[Excerpted passage]
.....

Letters that trace how Benjamin Franklin ‘became an American’
Written between 1760 and 1775, Franklin’s letters to Lord Kames, a key figure in the Scottish Enlightenment, chronicle his transformation from British patriot to an advocate for American independence. They come to auction in New York on 12 June
The news of the fall of Quebec to British forces in 1759 set off a wave of celebration on both sides of the Atlantic. Church bells rang in Boston, cannons roared in New York, and Philadelphians illuminated their windows in honour of the event.
In London, Benjamin Franklin — then serving as the London agent for the Pennsylvania Assembly — was jubilant. To his friend, Lord Kames, a Scottish advocate, judge, philosopher and writer, he admitted that ‘no one can rejoice more sincerely than I do on the Reduction of Canada.’
Franklin, a champion of the British Empire, believed firmly that this heralded a new age of greatness, rejoicing, ‘not merely as a Colonist’ but as ‘a Briton’. He had long believed ‘that the future Grandeur & Stability of the British empire’ lay in America.

.....

[Stored rows]
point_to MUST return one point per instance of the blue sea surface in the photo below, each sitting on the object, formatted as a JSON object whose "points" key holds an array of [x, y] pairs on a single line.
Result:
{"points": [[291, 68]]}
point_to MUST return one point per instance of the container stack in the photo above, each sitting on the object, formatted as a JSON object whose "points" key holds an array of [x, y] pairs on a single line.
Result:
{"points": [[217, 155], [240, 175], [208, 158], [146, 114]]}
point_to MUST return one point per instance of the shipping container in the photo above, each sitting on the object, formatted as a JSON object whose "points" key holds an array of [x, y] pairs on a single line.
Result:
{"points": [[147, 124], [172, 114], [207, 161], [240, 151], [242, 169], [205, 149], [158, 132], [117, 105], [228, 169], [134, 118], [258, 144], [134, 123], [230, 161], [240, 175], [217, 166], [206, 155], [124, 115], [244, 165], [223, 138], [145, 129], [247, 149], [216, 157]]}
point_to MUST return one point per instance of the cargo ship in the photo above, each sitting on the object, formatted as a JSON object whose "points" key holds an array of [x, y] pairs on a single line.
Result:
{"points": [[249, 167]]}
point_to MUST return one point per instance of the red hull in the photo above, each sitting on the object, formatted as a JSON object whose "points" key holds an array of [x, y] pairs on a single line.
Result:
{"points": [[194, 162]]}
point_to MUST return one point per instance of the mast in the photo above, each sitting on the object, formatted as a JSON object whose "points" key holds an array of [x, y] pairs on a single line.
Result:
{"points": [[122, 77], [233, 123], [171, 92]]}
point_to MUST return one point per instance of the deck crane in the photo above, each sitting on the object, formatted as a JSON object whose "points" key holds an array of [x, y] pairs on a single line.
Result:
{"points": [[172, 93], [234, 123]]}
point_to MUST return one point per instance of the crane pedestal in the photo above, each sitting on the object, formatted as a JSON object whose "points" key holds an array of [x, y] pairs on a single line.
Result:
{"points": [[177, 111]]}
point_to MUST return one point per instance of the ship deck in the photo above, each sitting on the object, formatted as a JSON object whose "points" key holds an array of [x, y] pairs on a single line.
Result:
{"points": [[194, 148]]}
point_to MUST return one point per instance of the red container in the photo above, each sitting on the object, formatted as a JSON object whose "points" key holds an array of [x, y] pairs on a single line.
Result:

.....

[Job 1]
Answer these questions from the article on Franklin's letters to Lord Kames:
(a) During which years were the letters written?
(b) What post was Franklin holding in London when news of Quebec's fall arrived?
(c) How did Philadelphians mark the event?
[Job 2]
Does each statement agree with the article on Franklin's letters to Lord Kames? Answer yes or no, quoting the words that decide it.
(a) The letters are being auctioned in London.
(b) Lord Kames was a judge.
(c) Franklin rejoiced at the reduction of Canada only as a colonist.
[Job 3] According to the article on Franklin's letters to Lord Kames, why did Franklin see the reduction of Canada as heralding a new age of greatness? Answer in one to three sentences.

[Result 1]
(a) Between 1760 and 1775.
(b) London agent for the Pennsylvania Assembly.
(c) They illuminated their windows.

[Result 2]
(a) No: "They come to auction in New York on 12 June"
(b) Yes: "a Scottish advocate, judge, philosopher and writer"
(c) No: "rejoicing, ‘not merely as a Colonist’ but as ‘a Briton’"

[Result 3] Franklin was a champion of the British Empire. He had long believed that "the future Grandeur & Stability of the British empire" lay in America. He therefore took the conquest as the start of a new age of greatness.